Do these statements agree with the diary entry? (a) Someone answered Fred's SOS within five minutes. (b) Capt Mark said he could reach them in about two hours. (c) The dinghy took nearly half an hour to get in to the island. For each, answer yes or no and quote the deciding words of the entry.

• Source text:
○ ○ ○ ○ ○

Monday 18 November 1957
I slept well in my dingy forward cabin with no engine noise, few fumes and little roll, and the successful fishermen did not call me to breakfast till ¼ to 7. After food we fished our way along the coast … we hurried through an early lunch and then put in for the muttonbirders …

About 8 miles from the island, half an hour out, there was an ominous clanking in the works department, Fred cut the engine out with alacrity, and disappeared into the bowels of the ship. And there he was for quite some time, emerging at intervals with a worried expression. Eventually he emerged, switched on the radio and sent out an SOS addressed to “any trawler working in the Bay of Plenty” … Within five minutes of getting on air, the welcome voice of Capt Mark of the trawler ‘Sea Ranger’ came booming into the cabin from a point somewhere between Whale Is and Tauranga, beyond Motiti but making in our direction. He said he would come to the rescue and would tow us in but it would take him about five hours to reach us … two muttonbirders and I hoped to get off at Motiti, a difficult business under tow, so the radio buzzed to and fro trying to lay on a powered dinghy to come and meet us …

About 11.30pm, three hrs after I had retired to my forward cabin, there came a voice “Ahoy there shipmate, land sighted” and I tumbled out and rolled my sleeping bag up. I went outside a little before midnight to find a dinghy alongside with three Motiti Maoris, Peter and Ira, Motiti muttonbirders and much gear aboard. Fred introduced me to my new host, George Aukaha, and I shook hands over the side with someone I couldn’t see in the dark, then tumbled in. I landed on something soft and shall never know whether it was a Maori tummy or a sack of muttonbirds, but it didn’t squeak. We were well out from the island, it took nearly ¼ hour to get in, during which George – who proved to be the chief of this Patuwai sub-tribe of the Whakatane-based Ngati Awa tribe – expressed surprise that I had the nerve to launch myself thus into the unknown at that time of night and said “I bet you’ve never done this before.”

○ ○ ○ ○ ○

• Given data:

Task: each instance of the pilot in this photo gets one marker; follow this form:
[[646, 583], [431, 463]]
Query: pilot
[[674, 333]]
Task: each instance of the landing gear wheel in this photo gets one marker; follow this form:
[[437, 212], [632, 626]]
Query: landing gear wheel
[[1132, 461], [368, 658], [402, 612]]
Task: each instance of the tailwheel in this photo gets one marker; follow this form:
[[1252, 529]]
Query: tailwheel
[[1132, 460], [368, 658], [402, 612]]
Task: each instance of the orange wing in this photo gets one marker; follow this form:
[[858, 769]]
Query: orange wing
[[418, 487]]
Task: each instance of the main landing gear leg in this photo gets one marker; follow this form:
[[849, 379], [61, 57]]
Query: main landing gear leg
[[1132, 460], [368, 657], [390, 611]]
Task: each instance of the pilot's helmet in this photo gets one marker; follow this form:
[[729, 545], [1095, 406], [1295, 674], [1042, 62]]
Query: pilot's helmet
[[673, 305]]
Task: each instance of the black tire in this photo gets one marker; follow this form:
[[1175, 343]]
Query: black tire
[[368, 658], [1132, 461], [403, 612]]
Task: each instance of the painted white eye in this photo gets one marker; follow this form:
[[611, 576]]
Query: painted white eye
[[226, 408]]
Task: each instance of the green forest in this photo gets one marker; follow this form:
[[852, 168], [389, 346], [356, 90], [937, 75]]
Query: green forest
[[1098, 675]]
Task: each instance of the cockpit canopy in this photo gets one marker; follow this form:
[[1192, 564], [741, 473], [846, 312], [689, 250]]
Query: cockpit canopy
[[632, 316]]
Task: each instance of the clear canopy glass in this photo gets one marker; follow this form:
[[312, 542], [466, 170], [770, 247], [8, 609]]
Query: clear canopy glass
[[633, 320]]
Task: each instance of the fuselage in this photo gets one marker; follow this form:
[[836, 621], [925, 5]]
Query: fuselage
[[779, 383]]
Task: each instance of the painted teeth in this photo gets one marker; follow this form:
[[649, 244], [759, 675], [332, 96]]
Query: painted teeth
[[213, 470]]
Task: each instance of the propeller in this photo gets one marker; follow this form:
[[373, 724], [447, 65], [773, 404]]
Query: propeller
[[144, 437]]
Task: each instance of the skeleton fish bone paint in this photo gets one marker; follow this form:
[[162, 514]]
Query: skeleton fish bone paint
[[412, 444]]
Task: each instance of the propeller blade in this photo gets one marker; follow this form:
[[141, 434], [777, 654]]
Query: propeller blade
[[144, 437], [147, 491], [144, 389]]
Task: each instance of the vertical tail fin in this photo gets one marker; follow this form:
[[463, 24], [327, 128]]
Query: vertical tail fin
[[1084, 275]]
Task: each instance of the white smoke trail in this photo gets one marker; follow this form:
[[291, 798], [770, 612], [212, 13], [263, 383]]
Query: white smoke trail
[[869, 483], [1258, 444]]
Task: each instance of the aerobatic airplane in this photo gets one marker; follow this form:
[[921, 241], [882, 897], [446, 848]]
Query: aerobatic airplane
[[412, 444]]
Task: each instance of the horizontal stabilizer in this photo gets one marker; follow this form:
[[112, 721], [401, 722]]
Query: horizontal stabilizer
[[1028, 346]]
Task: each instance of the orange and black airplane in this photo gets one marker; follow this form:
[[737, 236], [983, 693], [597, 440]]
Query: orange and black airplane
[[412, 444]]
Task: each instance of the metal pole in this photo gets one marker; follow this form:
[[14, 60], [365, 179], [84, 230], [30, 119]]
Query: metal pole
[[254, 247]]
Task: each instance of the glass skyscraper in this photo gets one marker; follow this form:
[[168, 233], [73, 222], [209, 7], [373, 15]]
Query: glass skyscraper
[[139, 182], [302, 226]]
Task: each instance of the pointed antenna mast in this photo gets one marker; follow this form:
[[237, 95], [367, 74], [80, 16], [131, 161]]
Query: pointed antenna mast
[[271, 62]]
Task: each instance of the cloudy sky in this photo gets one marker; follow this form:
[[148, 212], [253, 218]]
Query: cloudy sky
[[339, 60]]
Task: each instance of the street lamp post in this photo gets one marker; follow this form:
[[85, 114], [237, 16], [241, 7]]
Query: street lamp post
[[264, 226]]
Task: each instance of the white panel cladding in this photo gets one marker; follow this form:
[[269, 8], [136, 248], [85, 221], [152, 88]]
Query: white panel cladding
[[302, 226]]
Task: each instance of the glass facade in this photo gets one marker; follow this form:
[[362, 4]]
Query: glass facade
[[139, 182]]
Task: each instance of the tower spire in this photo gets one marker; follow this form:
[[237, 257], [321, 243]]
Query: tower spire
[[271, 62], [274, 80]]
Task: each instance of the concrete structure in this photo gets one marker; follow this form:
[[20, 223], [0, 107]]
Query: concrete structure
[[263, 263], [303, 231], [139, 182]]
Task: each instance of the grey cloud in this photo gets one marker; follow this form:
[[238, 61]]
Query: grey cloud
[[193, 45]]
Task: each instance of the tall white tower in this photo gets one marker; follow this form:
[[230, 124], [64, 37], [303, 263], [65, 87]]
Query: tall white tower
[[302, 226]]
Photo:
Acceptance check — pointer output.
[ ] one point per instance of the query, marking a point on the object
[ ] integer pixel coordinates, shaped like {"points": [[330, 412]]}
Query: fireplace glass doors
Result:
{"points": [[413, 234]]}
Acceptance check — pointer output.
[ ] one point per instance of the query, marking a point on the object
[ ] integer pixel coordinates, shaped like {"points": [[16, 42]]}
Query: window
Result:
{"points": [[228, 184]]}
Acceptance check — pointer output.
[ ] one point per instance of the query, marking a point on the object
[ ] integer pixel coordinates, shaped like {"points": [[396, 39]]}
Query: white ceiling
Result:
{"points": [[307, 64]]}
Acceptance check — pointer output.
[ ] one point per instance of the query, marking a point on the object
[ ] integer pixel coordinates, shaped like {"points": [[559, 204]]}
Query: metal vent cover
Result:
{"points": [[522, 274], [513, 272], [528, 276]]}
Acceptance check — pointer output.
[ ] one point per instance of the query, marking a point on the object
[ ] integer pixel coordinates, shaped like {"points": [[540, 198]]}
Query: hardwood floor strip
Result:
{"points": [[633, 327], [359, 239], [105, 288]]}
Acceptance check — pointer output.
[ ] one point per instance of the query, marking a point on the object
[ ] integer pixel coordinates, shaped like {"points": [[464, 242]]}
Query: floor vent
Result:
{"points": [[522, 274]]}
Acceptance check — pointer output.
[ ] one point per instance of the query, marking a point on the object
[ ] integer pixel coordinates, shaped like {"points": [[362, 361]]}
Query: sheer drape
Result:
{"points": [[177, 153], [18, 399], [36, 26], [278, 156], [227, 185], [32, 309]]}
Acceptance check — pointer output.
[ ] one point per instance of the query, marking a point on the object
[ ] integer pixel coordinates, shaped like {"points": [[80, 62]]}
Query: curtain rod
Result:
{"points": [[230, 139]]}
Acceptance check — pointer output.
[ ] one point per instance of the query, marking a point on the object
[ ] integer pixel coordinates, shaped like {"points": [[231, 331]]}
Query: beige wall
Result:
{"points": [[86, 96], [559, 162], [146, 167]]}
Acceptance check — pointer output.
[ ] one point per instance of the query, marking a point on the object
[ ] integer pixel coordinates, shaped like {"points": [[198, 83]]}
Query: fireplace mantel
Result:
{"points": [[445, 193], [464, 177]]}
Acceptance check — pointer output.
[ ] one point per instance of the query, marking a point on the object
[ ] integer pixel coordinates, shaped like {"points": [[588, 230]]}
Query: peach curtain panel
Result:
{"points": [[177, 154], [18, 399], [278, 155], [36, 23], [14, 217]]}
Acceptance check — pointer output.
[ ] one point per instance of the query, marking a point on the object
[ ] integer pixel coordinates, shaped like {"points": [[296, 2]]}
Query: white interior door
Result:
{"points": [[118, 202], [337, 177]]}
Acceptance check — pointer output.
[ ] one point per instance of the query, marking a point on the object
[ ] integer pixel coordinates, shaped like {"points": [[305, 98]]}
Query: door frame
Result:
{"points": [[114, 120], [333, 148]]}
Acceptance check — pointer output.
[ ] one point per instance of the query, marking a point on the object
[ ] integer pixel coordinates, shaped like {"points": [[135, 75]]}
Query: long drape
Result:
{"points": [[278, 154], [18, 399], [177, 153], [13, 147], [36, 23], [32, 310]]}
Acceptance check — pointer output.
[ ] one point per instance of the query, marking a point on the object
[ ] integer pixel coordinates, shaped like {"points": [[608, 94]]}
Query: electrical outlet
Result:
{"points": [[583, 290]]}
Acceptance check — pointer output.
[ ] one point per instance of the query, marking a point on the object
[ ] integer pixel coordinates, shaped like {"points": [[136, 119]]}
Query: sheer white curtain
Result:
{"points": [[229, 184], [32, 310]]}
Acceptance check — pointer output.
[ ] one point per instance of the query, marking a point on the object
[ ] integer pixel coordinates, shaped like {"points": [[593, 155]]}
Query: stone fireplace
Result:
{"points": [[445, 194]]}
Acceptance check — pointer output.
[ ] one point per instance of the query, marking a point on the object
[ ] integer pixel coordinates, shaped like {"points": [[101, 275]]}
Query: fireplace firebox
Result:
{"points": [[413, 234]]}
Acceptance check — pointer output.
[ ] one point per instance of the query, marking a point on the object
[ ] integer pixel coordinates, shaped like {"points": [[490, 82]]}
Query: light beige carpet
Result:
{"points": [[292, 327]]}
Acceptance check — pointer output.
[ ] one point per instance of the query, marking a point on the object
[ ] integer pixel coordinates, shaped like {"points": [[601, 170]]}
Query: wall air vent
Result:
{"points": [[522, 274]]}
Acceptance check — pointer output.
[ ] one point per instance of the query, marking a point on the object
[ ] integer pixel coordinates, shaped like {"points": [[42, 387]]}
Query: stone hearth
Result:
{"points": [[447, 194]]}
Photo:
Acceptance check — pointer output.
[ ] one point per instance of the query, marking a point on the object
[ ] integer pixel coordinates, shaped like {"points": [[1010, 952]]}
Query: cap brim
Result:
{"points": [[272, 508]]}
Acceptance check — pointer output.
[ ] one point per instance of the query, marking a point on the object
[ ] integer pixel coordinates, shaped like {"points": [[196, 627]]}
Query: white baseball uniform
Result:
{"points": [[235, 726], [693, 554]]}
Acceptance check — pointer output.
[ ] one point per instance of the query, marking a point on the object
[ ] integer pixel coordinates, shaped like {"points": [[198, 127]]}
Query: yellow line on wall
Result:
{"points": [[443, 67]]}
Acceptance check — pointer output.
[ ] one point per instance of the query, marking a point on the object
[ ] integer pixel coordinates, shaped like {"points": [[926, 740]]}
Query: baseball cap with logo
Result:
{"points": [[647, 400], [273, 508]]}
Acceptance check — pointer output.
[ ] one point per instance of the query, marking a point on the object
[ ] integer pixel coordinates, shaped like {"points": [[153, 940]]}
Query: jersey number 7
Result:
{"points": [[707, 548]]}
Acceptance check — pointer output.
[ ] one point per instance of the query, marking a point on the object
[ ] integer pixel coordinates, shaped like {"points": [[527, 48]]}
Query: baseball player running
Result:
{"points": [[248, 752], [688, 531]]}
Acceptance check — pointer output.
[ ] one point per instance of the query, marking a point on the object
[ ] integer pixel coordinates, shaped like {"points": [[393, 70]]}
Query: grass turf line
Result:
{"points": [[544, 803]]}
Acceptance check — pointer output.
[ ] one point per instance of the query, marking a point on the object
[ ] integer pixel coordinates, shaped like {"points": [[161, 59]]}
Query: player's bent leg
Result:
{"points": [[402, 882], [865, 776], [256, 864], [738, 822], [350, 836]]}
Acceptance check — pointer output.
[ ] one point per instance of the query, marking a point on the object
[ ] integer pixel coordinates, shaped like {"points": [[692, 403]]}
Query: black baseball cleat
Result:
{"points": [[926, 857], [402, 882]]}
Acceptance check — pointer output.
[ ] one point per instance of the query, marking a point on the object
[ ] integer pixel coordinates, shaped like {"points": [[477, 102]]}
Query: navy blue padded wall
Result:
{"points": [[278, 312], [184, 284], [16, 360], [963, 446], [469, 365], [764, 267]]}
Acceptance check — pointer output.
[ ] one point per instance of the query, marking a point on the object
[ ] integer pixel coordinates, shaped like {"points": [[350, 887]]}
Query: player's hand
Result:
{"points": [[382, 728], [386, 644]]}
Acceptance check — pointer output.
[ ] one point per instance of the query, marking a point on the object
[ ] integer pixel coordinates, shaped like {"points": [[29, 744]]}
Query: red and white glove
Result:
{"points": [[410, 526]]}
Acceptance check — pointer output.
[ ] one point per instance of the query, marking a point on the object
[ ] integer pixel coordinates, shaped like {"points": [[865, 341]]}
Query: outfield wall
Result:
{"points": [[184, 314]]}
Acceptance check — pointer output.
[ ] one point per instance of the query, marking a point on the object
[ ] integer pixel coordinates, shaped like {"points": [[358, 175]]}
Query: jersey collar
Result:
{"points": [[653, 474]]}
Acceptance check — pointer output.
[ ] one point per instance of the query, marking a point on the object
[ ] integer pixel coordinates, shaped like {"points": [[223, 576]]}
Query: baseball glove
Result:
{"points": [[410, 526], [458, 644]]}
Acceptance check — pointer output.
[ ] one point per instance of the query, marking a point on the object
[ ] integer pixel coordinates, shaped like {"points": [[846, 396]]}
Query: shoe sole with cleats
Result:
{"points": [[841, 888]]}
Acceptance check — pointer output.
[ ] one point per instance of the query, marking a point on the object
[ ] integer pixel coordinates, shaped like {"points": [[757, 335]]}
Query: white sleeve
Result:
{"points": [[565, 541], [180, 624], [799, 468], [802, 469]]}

○ ○ ○ ○ ○

• Finished exercise:
(a) Yes: "Within five minutes of getting on air, the welcome voice of Capt Mark of the trawler ‘Sea Ranger’ came booming into the cabin"
(b) No: "it would take him about five hours to reach us"
(c) No: "it took nearly ¼ hour to get in"